→ **DOCUMENT TEXT**:

----------

In [1]:
from mss import mss
import pydirectinput
import cv2
import numpy as np
import pytesseract
from matplotlib import pyplot as plt
import time
from gym import Env
from gym.spaces import Box, Discrete

In [2]:
class WebGame(Env):
    def __init__(self):
        super().__init__()
        # Setup spaces
        self.observation_space = Box(low=0, high=255, shape=(1,83,100), dtype=np.uint8)
        self.action_space = Discrete(2)
        # Capture game frames
        self.cap = mss()
        #self.game_location = {'top': 300, 'left': 0, 'width': 600, 'height': 500}
        self.game_location = {'top': 500, 'left': 50, 'width': 700, 'height': 300}
        self.done_location = {'top': 405, 'left': 630, 'width': 660, 'height': 70}
        
        
    def step(self, action):
        action_map = {
            0: 'space',
            1: 'no_op'
        }
        if action !=1:
            pydirectinput.press(action_map[action])

        done, done_cap = self.get_done() 
        observation = self.get_observation()
        if (done == True) and (action == 0):
            reward = -5
        elif (done== True) and (action == 1):
            reward = -10
        elif (done== False) and (action == 0):
            reward = 0
        else:
            reward = 1
        info = {}
        return observation, reward, done, info
        
    
    def reset(self):
        time.sleep(1)
        pydirectinput.click(x=150, y=150)
        pydirectinput.press('space')
        return self.get_observation()
        
    def render(self):
        cv2.imshow('Game', self.current_frame)
        if cv2.waitKey(1) & 0xFF == ord('q'):
            self.close()
         
    def close(self):
        cv2.destroyAllWindows()
    
    def get_observation(self):
        raw = np.array(self.cap.grab(self.game_location))[:,:,:3].astype(np.uint8)
        gray = cv2.cvtColor(raw, cv2.COLOR_BGR2GRAY)
        resized = cv2.resize(gray, (100,83))
        channel = np.reshape(resized, (1,83,100))
        return channel
    
    def get_done(self):
        done_cap = np.array(self.cap.grab(self.done_location))
        done_strings = ['GAME', 'GAHE']
        done=False
        # if np.sum(done_cap) < 44300000:
        #     done = True
        done = False
        pytesseract.pytesseract.tesseract_cmd = 'C:/Program Files/Tesseract-OCR/tesseract.exe'
        res = pytesseract.image_to_string(done_cap)[:4]
        if res in done_strings:
            done = True
        return done, done_cap

In [3]:
# Import os for file path management
import os 
# Import Base Callback for saving models
from stable_baselines3.common.callbacks import BaseCallback
# Check Environment    
from stable_baselines3.common import env_checker

In [4]:
class TrainAndLoggingCallback(BaseCallback):

    def __init__(self, check_freq, save_path, verbose=1):
        super(TrainAndLoggingCallback, self).__init__(verbose)
        self.check_freq = check_freq
        self.save_path = save_path

    def _init_callback(self):
        if self.save_path is not None:
            os.makedirs(self.save_path, exist_ok=True)

    def _on_step(self):
        if self.n_calls % self.check_freq == 0:
            model_path = os.path.join(self.save_path, 'best_model_{}'.format(self.n_calls))

----------

→ **PROBLEM SET**:
1) Transcribe the passage of the notebook code starting with "channel = np.reshape(resized, (1,83,100))" and going on through "done_cap = np.array(self.cap.grab(self.done_location))".
2) Name every method defined inside the WebGame class in the notebook code.

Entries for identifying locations
----------

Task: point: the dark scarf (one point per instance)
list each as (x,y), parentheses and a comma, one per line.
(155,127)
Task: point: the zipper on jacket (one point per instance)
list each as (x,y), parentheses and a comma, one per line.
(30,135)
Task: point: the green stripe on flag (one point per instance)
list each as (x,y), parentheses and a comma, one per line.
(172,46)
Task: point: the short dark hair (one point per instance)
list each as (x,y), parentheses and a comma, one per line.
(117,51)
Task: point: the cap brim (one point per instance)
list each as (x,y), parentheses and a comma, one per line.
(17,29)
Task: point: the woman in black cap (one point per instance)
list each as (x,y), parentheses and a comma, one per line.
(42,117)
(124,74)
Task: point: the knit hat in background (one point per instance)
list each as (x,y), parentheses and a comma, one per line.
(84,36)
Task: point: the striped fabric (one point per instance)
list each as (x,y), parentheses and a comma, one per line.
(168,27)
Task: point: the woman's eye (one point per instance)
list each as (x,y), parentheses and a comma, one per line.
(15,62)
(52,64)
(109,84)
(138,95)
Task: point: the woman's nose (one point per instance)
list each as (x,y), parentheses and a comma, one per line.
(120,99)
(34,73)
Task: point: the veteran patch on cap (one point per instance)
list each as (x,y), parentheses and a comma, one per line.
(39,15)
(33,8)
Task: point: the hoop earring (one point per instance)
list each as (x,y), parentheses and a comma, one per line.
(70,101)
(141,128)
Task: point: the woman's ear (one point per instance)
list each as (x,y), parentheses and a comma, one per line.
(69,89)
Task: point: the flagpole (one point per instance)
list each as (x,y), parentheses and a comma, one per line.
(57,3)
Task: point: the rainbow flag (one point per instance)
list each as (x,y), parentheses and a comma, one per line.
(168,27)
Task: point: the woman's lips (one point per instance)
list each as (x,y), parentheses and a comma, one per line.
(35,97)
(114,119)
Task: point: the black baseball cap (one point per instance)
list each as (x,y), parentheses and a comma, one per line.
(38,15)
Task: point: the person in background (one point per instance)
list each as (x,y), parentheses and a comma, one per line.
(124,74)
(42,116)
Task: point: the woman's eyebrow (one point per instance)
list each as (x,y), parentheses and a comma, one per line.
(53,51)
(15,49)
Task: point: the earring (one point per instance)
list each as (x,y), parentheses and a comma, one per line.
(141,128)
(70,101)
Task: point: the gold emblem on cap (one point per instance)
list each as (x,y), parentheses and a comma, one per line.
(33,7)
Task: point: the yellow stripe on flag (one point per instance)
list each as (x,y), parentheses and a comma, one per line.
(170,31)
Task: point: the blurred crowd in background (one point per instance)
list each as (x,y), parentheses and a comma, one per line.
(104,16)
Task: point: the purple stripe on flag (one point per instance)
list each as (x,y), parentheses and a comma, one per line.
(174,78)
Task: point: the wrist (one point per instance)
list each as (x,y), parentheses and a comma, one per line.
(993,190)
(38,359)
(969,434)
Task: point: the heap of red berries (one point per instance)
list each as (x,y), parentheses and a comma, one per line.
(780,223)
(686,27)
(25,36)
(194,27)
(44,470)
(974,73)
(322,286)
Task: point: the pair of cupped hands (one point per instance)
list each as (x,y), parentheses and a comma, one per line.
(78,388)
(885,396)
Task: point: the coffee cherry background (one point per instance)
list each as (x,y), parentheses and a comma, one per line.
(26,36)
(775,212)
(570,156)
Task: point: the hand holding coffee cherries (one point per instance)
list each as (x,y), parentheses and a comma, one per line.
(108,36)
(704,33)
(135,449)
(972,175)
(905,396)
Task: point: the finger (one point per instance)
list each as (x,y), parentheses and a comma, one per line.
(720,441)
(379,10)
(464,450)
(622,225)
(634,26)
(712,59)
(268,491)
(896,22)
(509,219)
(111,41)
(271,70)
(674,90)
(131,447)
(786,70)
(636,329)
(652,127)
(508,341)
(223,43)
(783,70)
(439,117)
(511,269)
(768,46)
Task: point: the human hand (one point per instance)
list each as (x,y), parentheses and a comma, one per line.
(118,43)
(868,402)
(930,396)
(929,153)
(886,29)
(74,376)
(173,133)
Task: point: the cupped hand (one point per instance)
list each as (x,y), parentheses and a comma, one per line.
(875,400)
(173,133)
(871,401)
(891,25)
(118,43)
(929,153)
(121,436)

----------

→ **EXERCISE ANSWERS**:
1)
channel = np.reshape(resized, (1,83,100))
        return channel
    
    def get_done(self):
        done_cap = np.array(self.cap.grab(self.done_location))

2) __init__, step, reset, render, close, get_observation, get_done